Text excerpt ->
- - -
Rick Humdy has been an Oklahoma State Trooper for 20 years. After working as a helicopter crew chief in the National Guard, Humdy applied for patrol school. When going through health screenings in 2016 for his new position, Humdy learned that he had atrial fibrillation, or AFib. Shortly after, he started seeing , director of electrophysiology at Oklahoma Heart Institute.
“When I met Dr. Sandler in July of 2016, he told me he could fix my atrial fibrillation,” said Humdy. “I had 100 percent faith in him because he really portrayed confidence when he told me he could fix my AFib. After my initial visit, I went back a few weeks later for Dr. Sandler to do the conversion procedure, but I kept going back into atrial fibrillation. I also went into congestive heart failure during this time, which landed me in the hospital for a few days.”
- - -
Data section ->
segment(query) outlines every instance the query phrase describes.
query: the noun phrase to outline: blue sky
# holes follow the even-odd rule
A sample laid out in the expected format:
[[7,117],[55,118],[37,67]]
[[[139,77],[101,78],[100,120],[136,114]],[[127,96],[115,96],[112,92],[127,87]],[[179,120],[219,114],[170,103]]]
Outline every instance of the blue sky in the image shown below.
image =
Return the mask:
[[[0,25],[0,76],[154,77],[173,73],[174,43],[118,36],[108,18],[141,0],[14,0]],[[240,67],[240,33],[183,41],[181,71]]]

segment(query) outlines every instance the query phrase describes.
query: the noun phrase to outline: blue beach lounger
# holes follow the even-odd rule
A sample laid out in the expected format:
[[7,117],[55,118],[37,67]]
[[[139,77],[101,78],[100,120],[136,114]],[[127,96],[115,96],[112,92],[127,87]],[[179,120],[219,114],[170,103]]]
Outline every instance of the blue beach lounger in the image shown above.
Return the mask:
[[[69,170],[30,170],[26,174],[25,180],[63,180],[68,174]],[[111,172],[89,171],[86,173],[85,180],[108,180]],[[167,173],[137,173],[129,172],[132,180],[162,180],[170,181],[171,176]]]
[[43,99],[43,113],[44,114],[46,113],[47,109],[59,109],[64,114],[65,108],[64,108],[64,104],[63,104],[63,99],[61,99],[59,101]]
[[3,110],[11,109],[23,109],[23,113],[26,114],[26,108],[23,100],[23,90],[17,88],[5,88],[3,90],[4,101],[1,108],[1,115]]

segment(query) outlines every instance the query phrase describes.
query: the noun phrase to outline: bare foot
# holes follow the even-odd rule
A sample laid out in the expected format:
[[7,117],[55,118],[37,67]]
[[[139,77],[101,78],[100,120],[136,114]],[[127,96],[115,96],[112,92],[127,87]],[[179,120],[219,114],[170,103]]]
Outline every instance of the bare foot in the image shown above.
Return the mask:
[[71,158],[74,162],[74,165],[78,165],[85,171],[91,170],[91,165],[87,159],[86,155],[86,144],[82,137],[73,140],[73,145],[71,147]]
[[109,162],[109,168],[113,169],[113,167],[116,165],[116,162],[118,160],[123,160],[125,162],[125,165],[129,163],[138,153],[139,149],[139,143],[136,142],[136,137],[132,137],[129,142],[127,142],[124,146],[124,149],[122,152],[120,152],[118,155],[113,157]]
- - -
Tasks and exercises ->
a) Rewrite everything from "Rick Humdy has" down to "Oklahoma Heart Institute." in the passage on Rick Humdy's atrial fibrillation, renaming "National Guard" to "Army Reserve".
b) According to the passage on Rick Humdy's atrial fibrillation, in what year did he learn he had AFib?
c) Continue the account of Rick Humdy's atrial fibrillation from where it stops.

Response list ->
a)
Rick Humdy has been an Oklahoma State Trooper for 20 years. After working as a helicopter crew chief in the Army Reserve, Humdy applied for patrol school. When going through health screenings in 2016 for his new position, Humdy learned that he had atrial fibrillation, or AFib. Shortly after, he started seeing , director of electrophysiology at Oklahoma Heart Institute.

b) 2016

c)
Prior to surgery, Humdy had some concerns about certain medications due to his line of work. “I told Dr. Sandler that I couldn’t take blood thinners,” said Humdy. “If I were to get into an accident while taking blood thinners, it’s possible that I could bleed out before even getting to a hospital. Dr. Sandler is a great listener and really understood my concerns about this from the start.”
In October of 2016, Humdy had an atrial fibrillation ablation, a procedure that treats arrhythmia that starts in the atria of the heart, which fixed his atrial fibrillation. Dr. Sandler also installed an experimental closure device.
“I really appreciate everything Dr. Sandler has done for me,” said Humdy. “He meant what he said when he told me he was going to fix my AFib. I haven’t had any complications and I am now just seeing him for yearly follow up appointments.”